> **TASK OBJECTIVE**
Every entry is to be returned verbatim.

====== DATA SHOWN ======

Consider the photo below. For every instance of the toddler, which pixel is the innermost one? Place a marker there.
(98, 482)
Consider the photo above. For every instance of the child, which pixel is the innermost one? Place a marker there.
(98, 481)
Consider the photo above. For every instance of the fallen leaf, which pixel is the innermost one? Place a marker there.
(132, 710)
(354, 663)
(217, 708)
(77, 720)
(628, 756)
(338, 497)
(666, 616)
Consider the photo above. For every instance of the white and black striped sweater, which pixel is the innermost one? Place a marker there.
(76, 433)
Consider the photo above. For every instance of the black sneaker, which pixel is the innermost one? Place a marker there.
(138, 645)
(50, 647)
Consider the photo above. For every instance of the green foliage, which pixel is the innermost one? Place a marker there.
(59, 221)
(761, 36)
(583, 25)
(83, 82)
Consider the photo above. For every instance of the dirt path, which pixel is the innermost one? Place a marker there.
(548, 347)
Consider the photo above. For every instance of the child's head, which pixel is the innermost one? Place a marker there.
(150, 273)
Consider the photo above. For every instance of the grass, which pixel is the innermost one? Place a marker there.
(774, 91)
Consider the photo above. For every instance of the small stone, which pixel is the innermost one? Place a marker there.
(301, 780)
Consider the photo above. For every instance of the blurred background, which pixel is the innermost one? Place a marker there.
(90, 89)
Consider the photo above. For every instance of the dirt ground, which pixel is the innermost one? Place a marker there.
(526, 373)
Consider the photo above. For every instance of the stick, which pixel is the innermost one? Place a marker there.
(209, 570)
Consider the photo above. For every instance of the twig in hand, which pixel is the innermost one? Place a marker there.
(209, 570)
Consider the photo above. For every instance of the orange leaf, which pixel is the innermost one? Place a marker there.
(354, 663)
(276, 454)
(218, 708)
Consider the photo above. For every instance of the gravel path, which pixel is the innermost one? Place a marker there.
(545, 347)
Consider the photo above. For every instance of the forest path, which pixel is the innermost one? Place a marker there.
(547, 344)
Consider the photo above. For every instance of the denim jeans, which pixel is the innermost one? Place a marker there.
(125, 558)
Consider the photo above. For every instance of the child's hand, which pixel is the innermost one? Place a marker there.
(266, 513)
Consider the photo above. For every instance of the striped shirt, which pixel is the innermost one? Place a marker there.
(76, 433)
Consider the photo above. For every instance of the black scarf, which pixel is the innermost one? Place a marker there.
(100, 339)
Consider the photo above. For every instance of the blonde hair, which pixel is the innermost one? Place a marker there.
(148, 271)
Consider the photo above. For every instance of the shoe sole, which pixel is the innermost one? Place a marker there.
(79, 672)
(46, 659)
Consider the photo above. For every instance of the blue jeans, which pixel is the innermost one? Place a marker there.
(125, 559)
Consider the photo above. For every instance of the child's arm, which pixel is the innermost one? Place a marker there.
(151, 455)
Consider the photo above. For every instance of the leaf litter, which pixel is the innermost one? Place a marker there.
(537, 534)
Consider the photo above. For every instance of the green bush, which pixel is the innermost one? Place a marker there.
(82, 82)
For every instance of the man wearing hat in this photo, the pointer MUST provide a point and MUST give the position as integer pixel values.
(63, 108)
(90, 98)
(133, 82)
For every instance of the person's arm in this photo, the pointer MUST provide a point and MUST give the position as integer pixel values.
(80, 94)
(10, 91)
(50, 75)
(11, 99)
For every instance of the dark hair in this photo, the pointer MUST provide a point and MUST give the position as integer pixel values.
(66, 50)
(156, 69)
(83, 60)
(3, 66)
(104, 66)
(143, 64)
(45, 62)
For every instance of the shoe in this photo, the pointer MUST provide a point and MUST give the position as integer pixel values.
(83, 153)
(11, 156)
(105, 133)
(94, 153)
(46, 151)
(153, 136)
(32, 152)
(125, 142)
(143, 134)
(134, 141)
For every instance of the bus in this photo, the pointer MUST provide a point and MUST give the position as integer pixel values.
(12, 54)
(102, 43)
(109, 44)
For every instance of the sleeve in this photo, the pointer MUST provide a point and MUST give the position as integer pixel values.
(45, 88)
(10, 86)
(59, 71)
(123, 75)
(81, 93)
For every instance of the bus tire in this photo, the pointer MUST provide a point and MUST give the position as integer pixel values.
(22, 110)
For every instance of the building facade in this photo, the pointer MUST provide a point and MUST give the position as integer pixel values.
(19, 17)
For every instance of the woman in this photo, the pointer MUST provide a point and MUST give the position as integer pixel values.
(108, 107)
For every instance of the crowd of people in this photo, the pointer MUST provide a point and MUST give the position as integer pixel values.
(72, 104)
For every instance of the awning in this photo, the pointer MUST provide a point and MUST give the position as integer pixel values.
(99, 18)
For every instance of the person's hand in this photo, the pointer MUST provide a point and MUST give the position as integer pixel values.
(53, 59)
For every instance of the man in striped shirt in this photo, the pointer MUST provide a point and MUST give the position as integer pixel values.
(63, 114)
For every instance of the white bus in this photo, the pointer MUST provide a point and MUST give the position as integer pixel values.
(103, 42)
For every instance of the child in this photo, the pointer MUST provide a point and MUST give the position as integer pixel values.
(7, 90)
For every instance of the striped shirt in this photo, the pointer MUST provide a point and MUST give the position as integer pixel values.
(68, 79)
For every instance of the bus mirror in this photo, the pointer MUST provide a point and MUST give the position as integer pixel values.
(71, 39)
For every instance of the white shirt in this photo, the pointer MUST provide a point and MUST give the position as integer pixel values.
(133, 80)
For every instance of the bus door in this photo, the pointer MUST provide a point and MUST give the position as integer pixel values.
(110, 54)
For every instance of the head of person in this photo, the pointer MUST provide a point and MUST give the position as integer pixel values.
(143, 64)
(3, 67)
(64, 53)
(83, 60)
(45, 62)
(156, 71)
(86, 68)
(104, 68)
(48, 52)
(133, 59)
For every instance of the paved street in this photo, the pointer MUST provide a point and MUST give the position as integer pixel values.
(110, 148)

======

> **COMPLETED TASK**
Consider the photo below. For every instance of the toddler, which pixel is the innermost one? Place a marker there.
(98, 482)
Consider the photo above. For every instance of the child, which pixel is the innermost one? Place a marker there.
(98, 481)
Consider the photo above. For every instance of the fallen leaf, which pixel is the innermost one? Place a marker there.
(132, 710)
(354, 663)
(217, 708)
(77, 720)
(628, 756)
(338, 497)
(666, 616)
Consider the photo above. For every instance of the white and black striped sweater, which pixel is the innermost one? Place a marker there.
(76, 433)
Consider the photo above. For every instance of the black sneaker, which pixel is the innermost one? Place a marker there.
(138, 645)
(50, 647)
Consider the photo above. For every instance of the green foliage, which pixel is the innermost one? Place a marker there.
(59, 221)
(761, 36)
(583, 25)
(83, 82)
Consider the photo above. For every instance of the dirt path, which pixel is the innermost one? Place a marker there.
(548, 347)
Consider the photo above. For every instance of the child's head, which pixel is the innermost one? Place a marker there.
(150, 273)
Consider the photo above. For every instance of the grass, which pixel is the innermost one? Place a marker there.
(774, 91)
Consider the photo above. For every instance of the small stone, which pixel is the innermost one? Place a marker there.
(301, 780)
Consider the photo above. For every instance of the blurred background, which pixel is the innermost one? Place a marker there.
(90, 89)
Consider the photo above. For every instance of the dirt ground, which pixel is the innermost one? Place a marker there.
(526, 373)
Consider the photo above. For every instance of the stick, which pixel is the innermost one? Place a marker there.
(209, 570)
Consider the photo above. For every instance of the twig in hand, which pixel is the innermost one? Place a marker there.
(209, 570)
Consider the photo above. For every instance of the orange leaf, which pixel is the innermost one? Place a marker there.
(354, 663)
(276, 454)
(218, 708)
Consider the photo above. For every instance of the gravel path, which pixel is the innermost one? Place a marker there.
(545, 347)
Consider the photo above. For every instance of the forest path, which pixel is the innermost one? Place a marker there.
(547, 344)
Consider the photo above. For every instance of the denim jeans, which pixel is the innermost one? Place a marker there.
(125, 558)
Consider the photo above. For every instance of the child's hand, which pixel is the innermost one? Place a marker there.
(266, 513)
Consider the photo above. For every instance of the striped shirt, which pixel is the innermost one? Place a marker there.
(76, 433)
Consider the photo above. For every instance of the black scarf, which pixel is the innermost one? Place a marker there.
(100, 339)
Consider the photo above. For every instance of the blonde hair, which pixel is the innermost one? Place a marker there.
(148, 271)
Consider the photo above. For every instance of the shoe sole, which pixel is the innermost one? Place a marker there.
(79, 672)
(46, 659)
Consider the photo above. For every instance of the blue jeans, which pixel is the innermost one? Place a marker there.
(125, 559)
Consider the photo above. For every instance of the child's arm, which pixel is the innermost one? Place a marker there.
(151, 455)
Consider the photo above. For every instance of the leaf litter, which pixel is the innermost one? Place a marker there.
(537, 534)
Consider the photo above. For every instance of the green bush, which pixel is the innermost one? Place a marker there.
(82, 82)
For every instance of the man wearing hat in this photo, the pointer MUST provide a point and MUST give the position as integer pixel values.
(63, 108)
(90, 98)
(133, 82)
For every instance of the person's arm in this photo, the pointer MUST provide a point and MUST give the position as integer pixel values.
(80, 94)
(10, 91)
(50, 75)
(11, 99)
For every instance of the dark hair in this photo, the pointer MUST provide a point and MUST give the position as integer pixel values.
(66, 50)
(156, 69)
(83, 60)
(3, 66)
(104, 66)
(143, 64)
(45, 62)
For every instance of the shoe in this photo, the pointer MUST provide a point and MUST give the position as integer pixel values.
(83, 153)
(11, 156)
(105, 133)
(94, 153)
(46, 151)
(153, 136)
(32, 152)
(125, 142)
(143, 134)
(134, 141)
For every instance of the bus in this photo, the pointer MUST provide a point and MUST give the position as integer pixel values.
(12, 54)
(102, 43)
(109, 44)
For every instance of the sleeve in this photo, the pointer MUST provide a point and MUST give the position as integer pixel values.
(45, 88)
(10, 86)
(59, 71)
(123, 75)
(81, 93)
For every instance of the bus tire in this photo, the pointer MUST provide a point and MUST give the position as integer pixel values.
(22, 110)
For every instance of the building facade in this photo, the pointer MUST provide a point and MUST give the position as integer pixel values.
(19, 17)
For every instance of the woman in this photo, the pointer MUST provide a point and MUST give the position as integer pixel values.
(108, 107)
For every instance of the crowd of people in this photo, the pointer MUST provide a point and MUST give the position as integer pixel values.
(72, 104)
For every instance of the awning in this photo, the pointer MUST provide a point and MUST give the position as integer pixel values.
(99, 18)
For every instance of the person's hand in this photo, the pointer MUST provide a point and MUST give the position as integer pixel values.
(53, 59)
For every instance of the man in striped shirt in this photo, the pointer MUST provide a point and MUST give the position as integer pixel values.
(63, 114)
For every instance of the white bus in this photo, the pointer MUST provide a point and MUST give the position as integer pixel values.
(103, 42)
For every instance of the child in this photo, the pointer MUST provide a point and MUST give the position as integer pixel values.
(7, 90)
For every instance of the striped shirt in this photo, the pointer MUST provide a point and MUST give the position as integer pixel values.
(68, 79)
For every instance of the bus mirror in this photo, the pointer MUST provide a point and MUST give the position as integer pixel values.
(71, 39)
For every instance of the white shirt in this photo, the pointer MUST provide a point and MUST give the position as integer pixel values.
(133, 80)
For every instance of the bus door in this photo, the pointer MUST provide a point and MUST give the position as integer pixel values.
(110, 54)
For every instance of the head of person in this photo, the pointer MUST provide a point and MUST give the position as integer pixel values.
(143, 64)
(3, 67)
(64, 53)
(83, 60)
(45, 62)
(156, 71)
(86, 68)
(104, 68)
(48, 52)
(133, 59)
For every instance of the paved street in this photo, the pointer MUST provide a point and MUST give the position as integer pixel values.
(110, 148)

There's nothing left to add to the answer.